[TASK ITEM]:
Read through the listing and copy every line that contains the word "pillow".

[SUPPLIED INFORMATION Boundary: Start]

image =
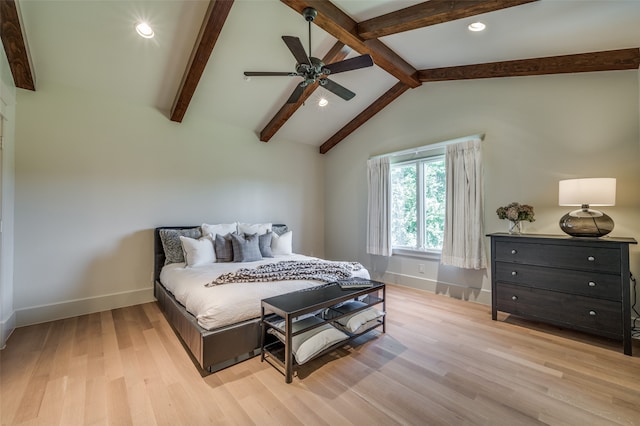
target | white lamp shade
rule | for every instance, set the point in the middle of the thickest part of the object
(592, 191)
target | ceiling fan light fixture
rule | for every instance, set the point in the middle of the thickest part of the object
(144, 30)
(476, 26)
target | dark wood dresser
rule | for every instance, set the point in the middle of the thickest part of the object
(577, 283)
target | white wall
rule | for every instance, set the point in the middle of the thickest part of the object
(538, 130)
(94, 176)
(7, 111)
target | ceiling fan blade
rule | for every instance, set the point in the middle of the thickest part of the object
(295, 46)
(358, 62)
(339, 90)
(269, 74)
(295, 95)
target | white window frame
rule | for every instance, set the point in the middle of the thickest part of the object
(419, 251)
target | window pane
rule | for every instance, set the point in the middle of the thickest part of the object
(403, 205)
(434, 202)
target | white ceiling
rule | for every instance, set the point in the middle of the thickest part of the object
(91, 45)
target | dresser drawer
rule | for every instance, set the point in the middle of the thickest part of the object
(597, 316)
(591, 284)
(584, 258)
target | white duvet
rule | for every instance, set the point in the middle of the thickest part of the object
(227, 304)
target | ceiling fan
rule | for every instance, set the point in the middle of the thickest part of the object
(312, 69)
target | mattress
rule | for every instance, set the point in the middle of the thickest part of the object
(226, 304)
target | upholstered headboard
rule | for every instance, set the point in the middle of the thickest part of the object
(158, 250)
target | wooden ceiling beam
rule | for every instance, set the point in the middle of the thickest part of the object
(341, 26)
(214, 20)
(15, 46)
(611, 60)
(384, 100)
(337, 53)
(430, 12)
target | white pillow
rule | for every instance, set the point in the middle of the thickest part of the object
(198, 252)
(306, 345)
(222, 229)
(282, 244)
(254, 228)
(357, 322)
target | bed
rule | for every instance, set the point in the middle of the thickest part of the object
(216, 343)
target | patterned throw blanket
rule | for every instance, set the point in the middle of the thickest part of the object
(290, 270)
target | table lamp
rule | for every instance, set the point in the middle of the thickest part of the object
(587, 222)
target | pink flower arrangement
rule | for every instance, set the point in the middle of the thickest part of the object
(516, 212)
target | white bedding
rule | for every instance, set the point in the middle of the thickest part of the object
(227, 304)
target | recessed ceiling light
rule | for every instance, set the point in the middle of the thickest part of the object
(477, 26)
(144, 30)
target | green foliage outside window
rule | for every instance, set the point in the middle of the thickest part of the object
(404, 205)
(434, 203)
(407, 232)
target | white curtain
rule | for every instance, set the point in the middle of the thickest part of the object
(463, 244)
(379, 209)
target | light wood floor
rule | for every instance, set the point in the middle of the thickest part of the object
(442, 361)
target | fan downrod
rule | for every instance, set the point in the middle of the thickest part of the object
(309, 14)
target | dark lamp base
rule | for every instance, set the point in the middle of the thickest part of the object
(586, 223)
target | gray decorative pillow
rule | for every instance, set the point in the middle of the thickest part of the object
(280, 229)
(264, 242)
(223, 248)
(171, 244)
(246, 247)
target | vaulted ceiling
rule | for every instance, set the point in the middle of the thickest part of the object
(193, 68)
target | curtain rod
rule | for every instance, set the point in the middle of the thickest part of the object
(430, 147)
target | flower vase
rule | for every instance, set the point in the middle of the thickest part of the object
(515, 227)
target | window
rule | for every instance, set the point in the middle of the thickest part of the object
(418, 201)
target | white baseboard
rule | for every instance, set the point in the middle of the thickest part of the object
(456, 291)
(6, 328)
(74, 308)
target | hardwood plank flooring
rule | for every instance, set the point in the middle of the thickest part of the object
(442, 362)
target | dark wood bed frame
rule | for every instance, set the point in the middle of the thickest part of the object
(212, 350)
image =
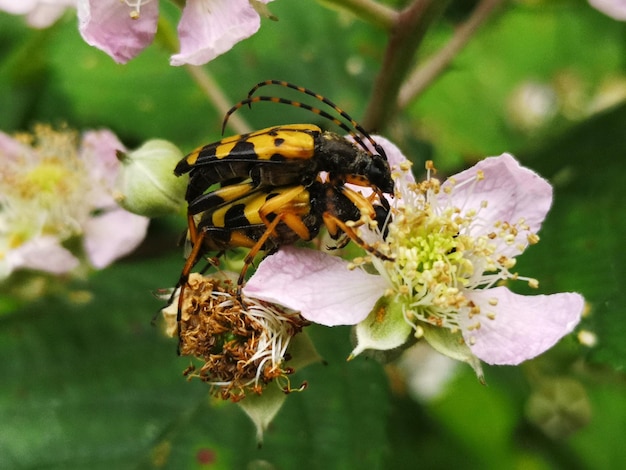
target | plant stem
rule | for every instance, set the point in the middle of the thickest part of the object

[SUPPLIED INFORMATION Boundary: End]

[ANSWER TO THE EXERCISE]:
target | white pillow
target | gray decorative pillow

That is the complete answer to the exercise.